Source extract:
□ □ □ □ □ □ □

A prominent Brexiteer who wants to see the Northern Ireland Assembly abolished has donated £30,000 to the Traditional Unionist Voice (TUV) political party.
he Sunday Independent has learned the money was paid to the party by Legatum Ltd, a company whose only director is former Brexit Party MEP Ben Habib.
As required under legislation introduced in 2018, the donation has been registered with the Electoral Commission.
Mr Habib told the Sunday Independent the money was given to the TUV to help with the party’s costs during the Northern Ireland Assembly election in May.
He also revealed his company had recently given the “same amount” to the Democratic Unionist Party (DUP). However, no record of the DUP donation has yet been registered with the Electoral Commission and the party did not comment when contacted about it.
In recent months, Mr Habib has taken part, alongside DUP leader Jeffrey Donaldson and TUV leader Jim Allister, in rallies against the Northern Ireland Protocol, which was created as part of Brexit to ensure there was no hard border in Ireland.
However, unionists claim the protocol has created a border down the Irish Sea and resulted in Northern Ireland being treated differently than other parts of the United Kingdom.
Speaking at the rallies, Mr Habib urged people to vote for the anti-protocol parties in the Assembly election.
However, in an interview with the Sunday Independent, he said he would like to see the devolved governments in Northern Ireland, Scotland and Wales scrapped.
“Why do we need them? We should have one government for the United Kingdom. We are one country. We do not need provincial assemblies. All they do is provide a soapbox for people who want to break the country up and I am sick of it,” said Mr Habib.
In the May Assembly election, Sinn Fein retained their 27 seats and is now the largest party at Stormont.

□ □ □ □ □ □ □

Your objective:
Decide whether each statement agrees with the article on the TUV donation, answering yes or no and quoting the words of the article that settle it. (a) The £30,000 given to the TUV has been registered with the Electoral Commission. (b) The DUP confirmed that it had received the same amount from Legatum Ltd. (c) Mr Habib would like the devolved governments in Scotland and Wales to be kept.

Supplied entries:

□ □ □ □ □ □ □

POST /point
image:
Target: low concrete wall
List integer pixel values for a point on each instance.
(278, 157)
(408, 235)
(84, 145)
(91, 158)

□ □ □ □ □ □ □

Answer for the task:
(a) Yes: "the donation has been registered with the Electoral Commission."
(b) No: "the party did not comment when contacted about it."
(c) No: "he would like to see the devolved governments in Northern Ireland, Scotland and Wales scrapped."